===== Supplied material

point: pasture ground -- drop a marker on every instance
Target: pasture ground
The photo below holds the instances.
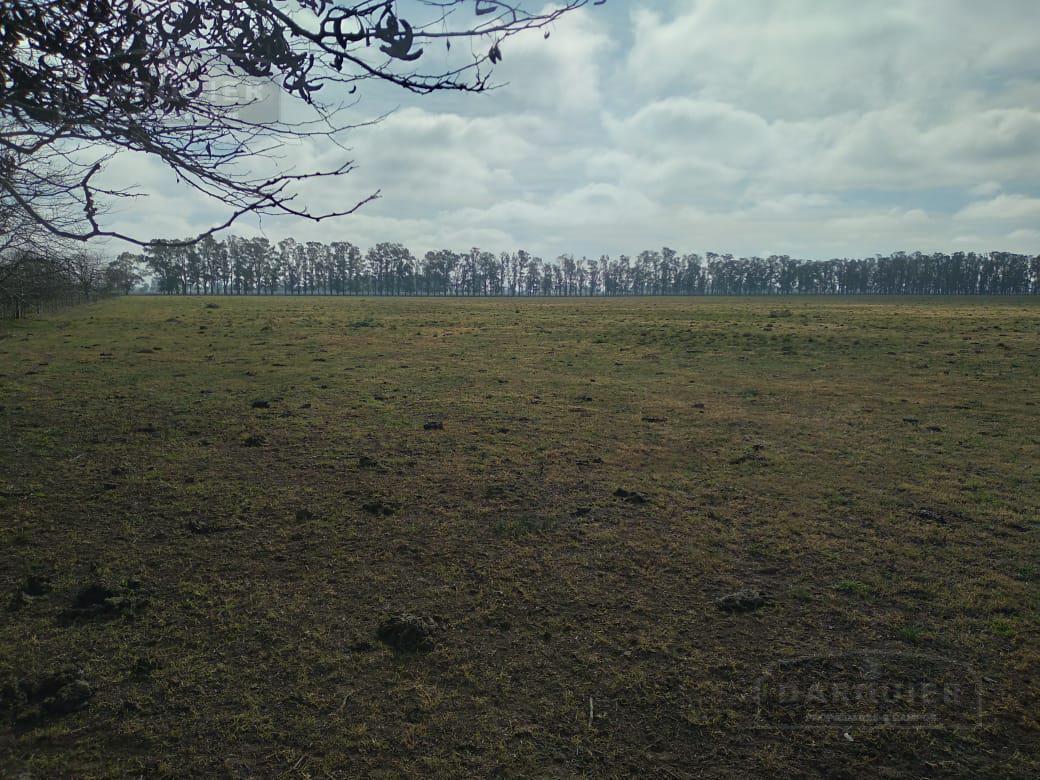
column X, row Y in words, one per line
column 211, row 571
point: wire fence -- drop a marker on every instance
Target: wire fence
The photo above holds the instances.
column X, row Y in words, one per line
column 15, row 306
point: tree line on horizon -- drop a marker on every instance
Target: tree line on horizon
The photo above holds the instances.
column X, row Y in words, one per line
column 255, row 266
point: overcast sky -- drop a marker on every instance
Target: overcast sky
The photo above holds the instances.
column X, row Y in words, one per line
column 814, row 128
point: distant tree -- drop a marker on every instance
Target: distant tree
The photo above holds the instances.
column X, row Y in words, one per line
column 122, row 274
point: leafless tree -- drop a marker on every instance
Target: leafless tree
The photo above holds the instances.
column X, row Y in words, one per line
column 84, row 80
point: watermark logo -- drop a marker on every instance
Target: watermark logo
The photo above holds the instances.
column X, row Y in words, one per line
column 867, row 689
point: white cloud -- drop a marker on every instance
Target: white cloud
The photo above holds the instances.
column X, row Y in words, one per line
column 1003, row 207
column 806, row 127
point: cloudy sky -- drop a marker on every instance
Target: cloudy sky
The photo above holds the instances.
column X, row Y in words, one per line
column 814, row 128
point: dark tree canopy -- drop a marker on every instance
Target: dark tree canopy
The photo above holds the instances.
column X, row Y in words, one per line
column 83, row 80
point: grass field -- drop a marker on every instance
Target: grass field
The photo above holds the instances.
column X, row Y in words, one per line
column 208, row 508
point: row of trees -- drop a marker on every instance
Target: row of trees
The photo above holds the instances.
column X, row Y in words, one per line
column 244, row 266
column 33, row 282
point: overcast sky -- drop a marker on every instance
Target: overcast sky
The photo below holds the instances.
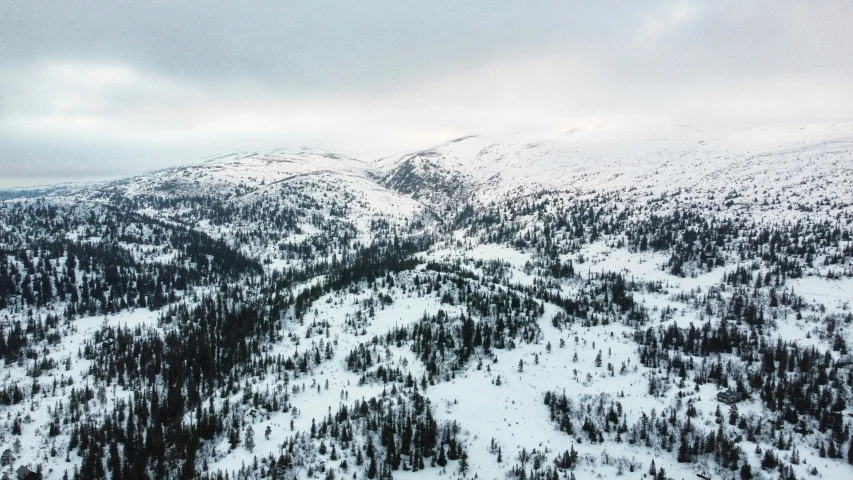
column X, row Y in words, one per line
column 103, row 89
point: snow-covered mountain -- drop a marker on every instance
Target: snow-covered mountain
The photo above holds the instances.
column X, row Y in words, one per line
column 540, row 305
column 788, row 168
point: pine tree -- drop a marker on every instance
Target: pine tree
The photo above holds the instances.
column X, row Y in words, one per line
column 250, row 439
column 745, row 471
column 850, row 451
column 371, row 469
column 463, row 462
column 442, row 458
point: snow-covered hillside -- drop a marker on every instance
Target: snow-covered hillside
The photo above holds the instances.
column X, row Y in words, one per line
column 779, row 169
column 537, row 306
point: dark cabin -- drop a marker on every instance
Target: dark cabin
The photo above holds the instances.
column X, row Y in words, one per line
column 25, row 473
column 729, row 397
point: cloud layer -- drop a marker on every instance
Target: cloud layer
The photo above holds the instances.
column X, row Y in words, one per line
column 100, row 89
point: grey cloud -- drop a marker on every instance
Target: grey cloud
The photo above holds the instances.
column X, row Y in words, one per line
column 120, row 86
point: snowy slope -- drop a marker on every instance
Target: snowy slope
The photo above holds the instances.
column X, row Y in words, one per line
column 792, row 168
column 332, row 278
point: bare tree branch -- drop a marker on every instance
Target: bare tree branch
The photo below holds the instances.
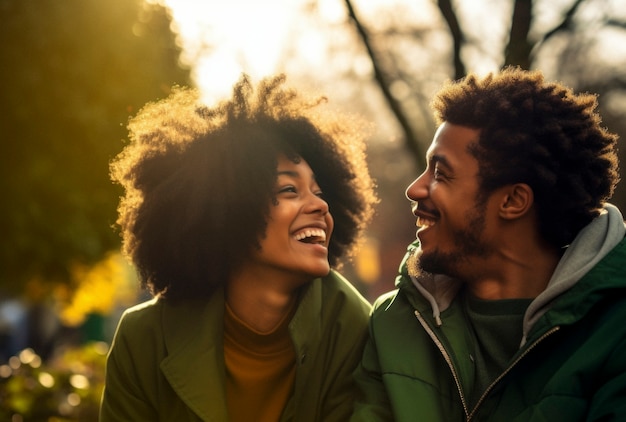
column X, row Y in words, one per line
column 566, row 23
column 411, row 138
column 517, row 52
column 445, row 6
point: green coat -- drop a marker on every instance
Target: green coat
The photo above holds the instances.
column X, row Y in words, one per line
column 571, row 367
column 167, row 363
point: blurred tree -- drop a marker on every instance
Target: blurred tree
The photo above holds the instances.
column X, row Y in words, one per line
column 577, row 41
column 73, row 71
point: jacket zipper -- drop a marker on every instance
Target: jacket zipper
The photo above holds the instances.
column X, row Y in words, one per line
column 446, row 357
column 457, row 381
column 508, row 369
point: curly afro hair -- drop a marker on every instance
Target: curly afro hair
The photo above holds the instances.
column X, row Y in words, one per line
column 539, row 133
column 199, row 180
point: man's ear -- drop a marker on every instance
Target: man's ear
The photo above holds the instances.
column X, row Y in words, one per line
column 517, row 200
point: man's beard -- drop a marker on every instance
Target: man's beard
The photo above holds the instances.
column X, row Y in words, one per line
column 468, row 244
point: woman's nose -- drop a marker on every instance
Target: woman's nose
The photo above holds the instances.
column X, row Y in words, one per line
column 318, row 204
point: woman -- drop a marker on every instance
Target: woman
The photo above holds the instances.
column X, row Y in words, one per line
column 228, row 215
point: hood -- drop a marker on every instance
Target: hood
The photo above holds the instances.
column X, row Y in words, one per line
column 589, row 247
column 592, row 244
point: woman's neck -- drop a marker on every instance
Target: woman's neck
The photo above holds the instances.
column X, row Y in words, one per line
column 262, row 305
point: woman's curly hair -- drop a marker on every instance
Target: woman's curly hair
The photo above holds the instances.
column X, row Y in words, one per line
column 539, row 133
column 199, row 180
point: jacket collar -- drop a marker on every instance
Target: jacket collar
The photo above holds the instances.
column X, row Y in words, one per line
column 194, row 366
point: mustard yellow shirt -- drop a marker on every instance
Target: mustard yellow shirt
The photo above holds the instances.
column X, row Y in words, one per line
column 260, row 369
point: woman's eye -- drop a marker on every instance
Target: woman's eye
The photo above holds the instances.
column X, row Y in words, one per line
column 287, row 189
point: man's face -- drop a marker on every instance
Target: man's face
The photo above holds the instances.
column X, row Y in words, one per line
column 450, row 215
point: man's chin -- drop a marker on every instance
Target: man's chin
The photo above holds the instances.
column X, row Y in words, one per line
column 420, row 265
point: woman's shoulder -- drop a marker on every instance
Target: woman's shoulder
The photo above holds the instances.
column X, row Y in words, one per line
column 142, row 314
column 336, row 284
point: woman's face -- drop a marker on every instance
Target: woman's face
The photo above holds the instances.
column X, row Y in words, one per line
column 295, row 245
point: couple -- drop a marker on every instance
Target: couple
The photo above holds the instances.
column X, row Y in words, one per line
column 510, row 303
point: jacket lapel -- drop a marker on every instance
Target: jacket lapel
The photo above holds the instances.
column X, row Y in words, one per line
column 194, row 366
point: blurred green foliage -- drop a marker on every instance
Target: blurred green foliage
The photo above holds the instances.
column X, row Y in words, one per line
column 68, row 388
column 72, row 73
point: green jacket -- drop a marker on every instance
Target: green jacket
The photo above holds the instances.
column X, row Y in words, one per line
column 571, row 365
column 166, row 362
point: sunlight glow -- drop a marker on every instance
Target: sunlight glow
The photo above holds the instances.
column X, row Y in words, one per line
column 224, row 39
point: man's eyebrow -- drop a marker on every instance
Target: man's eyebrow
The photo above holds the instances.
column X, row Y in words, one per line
column 441, row 160
column 288, row 173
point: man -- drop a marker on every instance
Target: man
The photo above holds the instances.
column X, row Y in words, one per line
column 511, row 303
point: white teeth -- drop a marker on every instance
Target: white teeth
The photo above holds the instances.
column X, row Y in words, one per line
column 424, row 222
column 311, row 233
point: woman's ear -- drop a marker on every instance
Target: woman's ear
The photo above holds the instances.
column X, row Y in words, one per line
column 517, row 200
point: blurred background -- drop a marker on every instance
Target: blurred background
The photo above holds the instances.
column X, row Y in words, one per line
column 74, row 71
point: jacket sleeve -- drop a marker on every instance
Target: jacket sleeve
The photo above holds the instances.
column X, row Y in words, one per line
column 372, row 403
column 608, row 403
column 124, row 399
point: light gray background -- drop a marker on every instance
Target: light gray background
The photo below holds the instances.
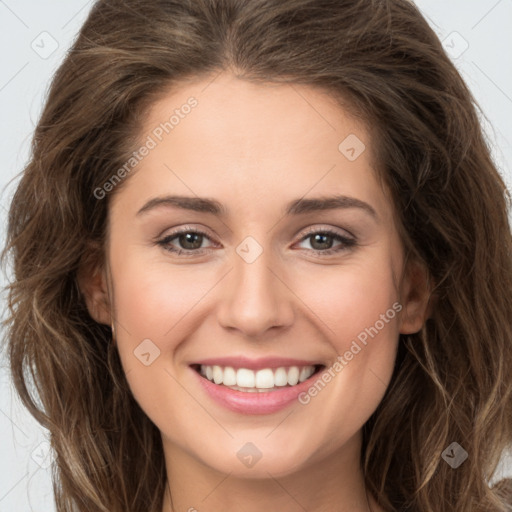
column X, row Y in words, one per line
column 34, row 36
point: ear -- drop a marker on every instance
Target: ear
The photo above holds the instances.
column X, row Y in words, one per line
column 415, row 293
column 92, row 282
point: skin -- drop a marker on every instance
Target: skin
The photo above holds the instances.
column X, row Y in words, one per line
column 254, row 148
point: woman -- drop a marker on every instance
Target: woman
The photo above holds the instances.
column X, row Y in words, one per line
column 263, row 262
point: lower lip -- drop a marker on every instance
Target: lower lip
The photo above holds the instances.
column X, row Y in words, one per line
column 259, row 402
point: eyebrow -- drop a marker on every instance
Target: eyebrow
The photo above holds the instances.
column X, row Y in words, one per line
column 295, row 207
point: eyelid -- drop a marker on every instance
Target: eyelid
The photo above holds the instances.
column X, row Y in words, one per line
column 349, row 241
column 328, row 229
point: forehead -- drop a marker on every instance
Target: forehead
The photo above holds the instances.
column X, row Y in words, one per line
column 244, row 139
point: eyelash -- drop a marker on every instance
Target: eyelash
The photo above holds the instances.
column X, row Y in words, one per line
column 347, row 243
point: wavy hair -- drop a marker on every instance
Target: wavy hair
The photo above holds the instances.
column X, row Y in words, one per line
column 384, row 64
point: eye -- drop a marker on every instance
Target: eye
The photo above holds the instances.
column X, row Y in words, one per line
column 322, row 241
column 188, row 241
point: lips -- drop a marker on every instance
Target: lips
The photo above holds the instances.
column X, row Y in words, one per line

==========

Task statement →
Your task is to output exactly the lines running from the one with "point: lower lip" through the final line of the material above, with both ends included.

Response to the task →
point: lower lip -- drop a marker on every instance
Target: lower lip
The photo above holds the instances.
column X, row Y in words, one per line
column 259, row 402
point: eyebrow -- drop a marker on every instance
Target: eyebrow
The photo above holds the instances.
column X, row Y in words, one per line
column 295, row 207
point: eyelid -- drop a marker on every instance
Target: eyelid
The photo above holds the instances.
column X, row Y in words, one per line
column 349, row 241
column 328, row 229
point: forehead -- drop a marker on every instance
Target: forehead
The photo above holds the instances.
column X, row Y in words, one per line
column 244, row 139
point: eyelash -- drop a marker on every instance
Target: eyelash
The photo above holds the instances.
column X, row Y in words, one per line
column 347, row 243
point: wavy hair -- drop a marker on every instance
Target: wavy hair
The photo above holds the instances.
column X, row Y in words, one per line
column 384, row 64
point: eye -- drop a marker on every instance
Target: eye
The photo above holds the instances.
column X, row Y in words, one per line
column 322, row 241
column 188, row 241
point: lips -- drop a marker on every instance
Target: lips
The photo above holds the instances.
column X, row Y in words, one per line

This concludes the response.